### Work to be completed
Using the entries below, output exactly the lines from the one containing "front splitter | locate" through the final line, both included, and no others.

### Source information

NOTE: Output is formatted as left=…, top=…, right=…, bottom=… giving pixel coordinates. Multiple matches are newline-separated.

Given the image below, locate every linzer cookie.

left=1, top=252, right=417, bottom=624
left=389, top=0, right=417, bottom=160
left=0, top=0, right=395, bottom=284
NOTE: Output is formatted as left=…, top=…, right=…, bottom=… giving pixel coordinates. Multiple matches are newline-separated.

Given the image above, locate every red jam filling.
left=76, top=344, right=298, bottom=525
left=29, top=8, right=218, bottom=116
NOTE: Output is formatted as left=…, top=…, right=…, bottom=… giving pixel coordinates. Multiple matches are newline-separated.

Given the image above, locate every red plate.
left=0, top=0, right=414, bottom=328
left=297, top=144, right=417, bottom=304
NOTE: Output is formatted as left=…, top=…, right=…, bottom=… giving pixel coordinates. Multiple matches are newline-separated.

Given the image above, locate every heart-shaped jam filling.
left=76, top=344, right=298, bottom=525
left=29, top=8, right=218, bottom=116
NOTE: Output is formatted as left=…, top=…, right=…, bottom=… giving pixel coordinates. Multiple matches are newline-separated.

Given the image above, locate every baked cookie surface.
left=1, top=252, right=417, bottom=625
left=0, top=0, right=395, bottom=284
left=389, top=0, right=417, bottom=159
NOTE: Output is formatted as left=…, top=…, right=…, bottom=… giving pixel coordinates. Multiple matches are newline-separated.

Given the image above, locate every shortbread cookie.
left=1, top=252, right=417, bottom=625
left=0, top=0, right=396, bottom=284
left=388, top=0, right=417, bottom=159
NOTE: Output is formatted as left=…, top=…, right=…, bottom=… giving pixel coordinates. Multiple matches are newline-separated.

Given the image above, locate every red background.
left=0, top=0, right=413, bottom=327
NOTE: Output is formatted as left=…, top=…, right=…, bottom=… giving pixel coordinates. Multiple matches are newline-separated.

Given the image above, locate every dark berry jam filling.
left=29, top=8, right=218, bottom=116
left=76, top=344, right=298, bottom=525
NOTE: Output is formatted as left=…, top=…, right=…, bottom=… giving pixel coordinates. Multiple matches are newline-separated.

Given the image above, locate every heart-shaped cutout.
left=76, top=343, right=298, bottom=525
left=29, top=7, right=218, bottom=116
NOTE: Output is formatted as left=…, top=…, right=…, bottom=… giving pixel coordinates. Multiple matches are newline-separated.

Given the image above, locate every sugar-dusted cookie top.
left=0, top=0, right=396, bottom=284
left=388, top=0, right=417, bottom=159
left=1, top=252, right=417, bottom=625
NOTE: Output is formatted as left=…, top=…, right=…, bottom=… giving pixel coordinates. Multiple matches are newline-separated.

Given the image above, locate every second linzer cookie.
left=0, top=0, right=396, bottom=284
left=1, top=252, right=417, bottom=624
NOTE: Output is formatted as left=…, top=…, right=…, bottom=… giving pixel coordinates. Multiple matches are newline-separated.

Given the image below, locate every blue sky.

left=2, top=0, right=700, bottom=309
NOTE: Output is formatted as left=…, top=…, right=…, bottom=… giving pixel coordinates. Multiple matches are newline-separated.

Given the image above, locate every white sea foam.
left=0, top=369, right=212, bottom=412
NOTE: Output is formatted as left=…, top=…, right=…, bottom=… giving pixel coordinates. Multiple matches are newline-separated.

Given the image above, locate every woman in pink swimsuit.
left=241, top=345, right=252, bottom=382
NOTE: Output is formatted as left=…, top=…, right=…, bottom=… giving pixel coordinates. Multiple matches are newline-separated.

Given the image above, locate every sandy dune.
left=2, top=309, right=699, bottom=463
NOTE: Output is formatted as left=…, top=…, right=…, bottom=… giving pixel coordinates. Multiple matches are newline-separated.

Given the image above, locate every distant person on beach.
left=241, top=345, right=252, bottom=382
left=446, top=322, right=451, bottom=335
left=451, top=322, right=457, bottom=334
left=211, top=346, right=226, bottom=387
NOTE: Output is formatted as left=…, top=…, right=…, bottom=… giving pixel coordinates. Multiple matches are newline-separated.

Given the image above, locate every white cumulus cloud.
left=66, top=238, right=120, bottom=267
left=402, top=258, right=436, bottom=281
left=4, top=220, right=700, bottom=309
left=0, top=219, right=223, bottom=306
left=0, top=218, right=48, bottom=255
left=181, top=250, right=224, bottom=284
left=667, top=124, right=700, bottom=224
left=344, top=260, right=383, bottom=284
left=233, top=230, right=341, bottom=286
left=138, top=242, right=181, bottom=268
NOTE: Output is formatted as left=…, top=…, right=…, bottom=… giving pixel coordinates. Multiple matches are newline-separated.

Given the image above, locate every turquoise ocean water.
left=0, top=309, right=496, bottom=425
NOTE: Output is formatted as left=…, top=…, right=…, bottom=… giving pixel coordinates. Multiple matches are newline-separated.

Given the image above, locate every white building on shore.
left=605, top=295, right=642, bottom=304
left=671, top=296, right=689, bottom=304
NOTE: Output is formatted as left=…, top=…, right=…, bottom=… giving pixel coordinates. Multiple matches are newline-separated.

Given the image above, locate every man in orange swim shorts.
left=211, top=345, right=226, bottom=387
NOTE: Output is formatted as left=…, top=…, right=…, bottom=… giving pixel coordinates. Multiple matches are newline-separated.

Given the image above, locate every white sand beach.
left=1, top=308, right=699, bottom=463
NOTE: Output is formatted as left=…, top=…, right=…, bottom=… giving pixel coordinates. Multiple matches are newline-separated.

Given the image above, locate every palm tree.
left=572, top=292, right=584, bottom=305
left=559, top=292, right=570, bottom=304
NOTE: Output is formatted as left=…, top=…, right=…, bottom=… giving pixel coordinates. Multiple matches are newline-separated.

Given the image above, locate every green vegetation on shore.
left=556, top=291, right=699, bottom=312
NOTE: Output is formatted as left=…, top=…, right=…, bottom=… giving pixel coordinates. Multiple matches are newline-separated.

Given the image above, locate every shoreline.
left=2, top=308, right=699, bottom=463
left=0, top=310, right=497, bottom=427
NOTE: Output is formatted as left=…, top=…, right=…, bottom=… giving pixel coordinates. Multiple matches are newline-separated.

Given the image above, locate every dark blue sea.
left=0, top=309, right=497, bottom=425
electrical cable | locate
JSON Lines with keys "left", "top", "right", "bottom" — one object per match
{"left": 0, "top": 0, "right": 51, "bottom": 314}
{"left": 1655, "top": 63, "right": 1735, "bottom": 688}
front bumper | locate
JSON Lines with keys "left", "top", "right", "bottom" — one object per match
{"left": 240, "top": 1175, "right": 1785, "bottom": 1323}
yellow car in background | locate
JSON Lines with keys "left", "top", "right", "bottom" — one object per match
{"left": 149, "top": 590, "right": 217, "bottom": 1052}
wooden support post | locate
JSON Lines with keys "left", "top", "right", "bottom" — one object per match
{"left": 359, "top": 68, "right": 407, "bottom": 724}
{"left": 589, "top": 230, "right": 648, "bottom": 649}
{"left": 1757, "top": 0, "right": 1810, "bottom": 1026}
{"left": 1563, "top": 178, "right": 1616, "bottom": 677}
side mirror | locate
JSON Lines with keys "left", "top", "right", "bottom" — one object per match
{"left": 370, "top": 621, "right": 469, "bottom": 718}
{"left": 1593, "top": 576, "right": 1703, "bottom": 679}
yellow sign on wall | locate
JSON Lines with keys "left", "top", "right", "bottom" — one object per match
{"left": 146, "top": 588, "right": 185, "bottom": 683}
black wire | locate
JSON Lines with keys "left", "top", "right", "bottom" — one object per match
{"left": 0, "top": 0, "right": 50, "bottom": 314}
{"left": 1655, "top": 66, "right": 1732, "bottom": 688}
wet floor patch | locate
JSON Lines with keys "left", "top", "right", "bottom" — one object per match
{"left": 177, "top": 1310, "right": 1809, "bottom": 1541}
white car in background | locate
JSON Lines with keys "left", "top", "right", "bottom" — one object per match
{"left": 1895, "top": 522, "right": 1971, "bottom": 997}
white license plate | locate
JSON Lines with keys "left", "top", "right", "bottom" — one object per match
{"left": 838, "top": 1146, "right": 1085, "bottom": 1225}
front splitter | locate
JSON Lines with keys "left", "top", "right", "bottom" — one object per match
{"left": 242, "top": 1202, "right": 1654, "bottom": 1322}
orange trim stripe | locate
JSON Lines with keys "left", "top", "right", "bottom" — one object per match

### Reply to the task
front splitter | locate
JSON Lines with keys "left", "top", "right", "bottom" — one object per match
{"left": 242, "top": 1202, "right": 1654, "bottom": 1322}
orange trim stripe | locate
JSON Lines with keys "left", "top", "right", "bottom" — one object per match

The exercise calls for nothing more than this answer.